Excerpt ::
Biden bans new investment in Russia

President Biden on Wednesday condemned what he described as "major war crimes" by Russian forces in Ukraine, and announced an executive order banning new investment in Russia. The latest U.S. sanctions targeted two of Russia's biggest banks and two of Russian President Vladimir Putin's daughters. The European Union is considering tightening sanctions, including a ban on Russian coal imports, over allegations that Russian troops committed atrocities such as the murder and rape of civilians in Bucha and other towns they once controlled in northern Ukraine. The United Nations General Assembly is set to vote Thursday on a proposal to exclude Russia from the U.N. Human Rights Council.

3

China calls for investigation of deaths in Ukrainian town

China on Wednesday called for an investigation into images of civilian deaths in the Ukrainian town of Bucha after Russian troops withdrew, calling the scenes "deeply disturbing." The U.S. and its allies have worked to increase sanctions on Russia and aid to Ukraine in the wake of what they described as widespread civilian massacres by Russian troops. Russia says Ukraine faked the evidence. China declined to say who was to blame. "The truth and the cause of the incident must be verified," Chinese Foreign Ministry spokesperson Zhao Lijian said. "All parties should exercise restraint and avoid unfounded accusations before a conclusion of the investigation is drawn."

4

Prosecutors won't charge officers in Amir Locke killing

Prosecutors have declined to file charges against Minneapolis police officers in connection with the fatal shooting of Amir Locke during a February raid under a no-knock warrant, the county attorney and state attorney general said in a statement Wednesday. "There is insufficient admissible evidence to file criminal charges in this case," they said. An officer shot and killed Locke, a 22-year-old Black man, seconds after entering the apartment. Officers said Locke got up from a couch with a handgun and raised it toward an officer, which prosecutors said constituted a "specifically articulable threat" toward the officer, Mark Hanneman. An attorney for Locke's family said after the decision that it was a "disappointing day for the family."

5

House votes to hold Trump aides Navarro, Scavino in contempt

The House voted Wednesday to hold Peter Navarro and Dan Scavino, aides to former President Donald Trump, in contempt for defying subpoenas from the committee investigating the Jan. 6, 2021, Capitol attack. Navarro says executive privilege shields him from testifying. The committee's chair, Rep. Bennie Thompson (D-Miss.), said Scavino and Navarro "must be held accountable for the abuse of the public trust and defiance of the law," adding: "They are in contempt of Congress, which is a crime." Jan. 6 committee members Reps. Liz Cheney (R-Wyo.) and Adam Kinzinger (R-Ill.) were the only Republicans to vote with Democrats to send the prosecution recommendation to the Justice Department. Rep. Jim Banks (R-Ind.) called the vote "vindictive" and un-American.

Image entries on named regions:
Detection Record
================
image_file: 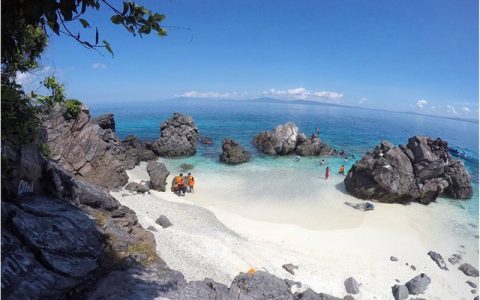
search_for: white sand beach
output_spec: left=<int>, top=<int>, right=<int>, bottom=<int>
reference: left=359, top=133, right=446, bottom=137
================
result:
left=112, top=161, right=479, bottom=299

Directions ::
1 - Decide whether each statement agrees with the news briefs, answering yes or no and quoting the words that settle it: (a) China blamed Russian troops for the civilian deaths in Bucha. (b) Amir Locke was 22 years old. (c) Liz Cheney and Adam Kinzinger were the only Republicans who voted with Democrats on the contempt measure.
2 - Carry on the news briefs past their last sentence.
The listing was drawn from a different source than the news briefs.

Answers in order ::
1 -
(a) No: "China declined to say who was to blame."
(b) Yes: "Locke, a 22-year-old Black man"
(c) Yes: "Jan. 6 committee members Reps. Liz Cheney (R-Wyo.) and Adam Kinzinger (R-Ill.) were the only Republicans to vote with Democrats to send the prosecution recommendation to the Justice Department."

2 -
6

Israel coalition loses majority

Israeli Prime Minister Naftali Bennett's governing coalition lost its majority on Wednesday when its chair, Idit Silman, resigned and called for the formation of a right-wing government to replace it. "I can no longer bear the damage to values that are our essence and right," she wrote in a letter to Bennett. Silman did not refer to specific policy differences in the letter, although she recently expressed objections to several policies, including plans to liberalize some prayer rules at Jerusalem's Western Wall. A Bennett spokesperson declined to comment. Former Prime Minister Benjamin Netanyahu congratulated Silman and urged other right-wing and religious lawmakers to "return to our home."

7

Big Oil tells lawmakers it's not responsible for high pump prices

Oil executives defended themselves in a House hearing on Wednesday, saying their companies were not responsible for high gasoline prices. Gas prices surged after Russia's invasion of Ukraine sent crude oil prices soaring. Since then, crude prices have dropped by 23 percent but pump prices have dropped just 4 percent from their March 11 record. Rep. Diana DeGette, the Democratic chair of the House Energy and Commerce Subcommittee on Oversight and Investigations, said gas prices are "constraining our constituents' budgets and patience. Chevron's chief executive, Mike Wirth, said companies have little control over the market dynamics that determine fuel prices, and it takes time for competition at gas stations to bring prices down.

8

Report: Instagram failed to act against misogynist abuse 

The nonprofit Center for Countering Digital Hate said in a study released Wednesday that Instagram had failed to act on an "epidemic of misogynist abuse" in the Instagram DMs of high-profile women. The group partnered with five high-profile women, including actress Amber Heard, and reviewed more than 8,000 direct messages they received on Instagram, according to The Washington Post. The researchers found that one in every 15 of those direct messages broke Instagram's rules against abuse and harassment, and criticized Instagram for its "failure to act on 89.5 percent of reports sent to its moderators." Instagram refuted the findings, saying it doesn't permit "gender-based hate."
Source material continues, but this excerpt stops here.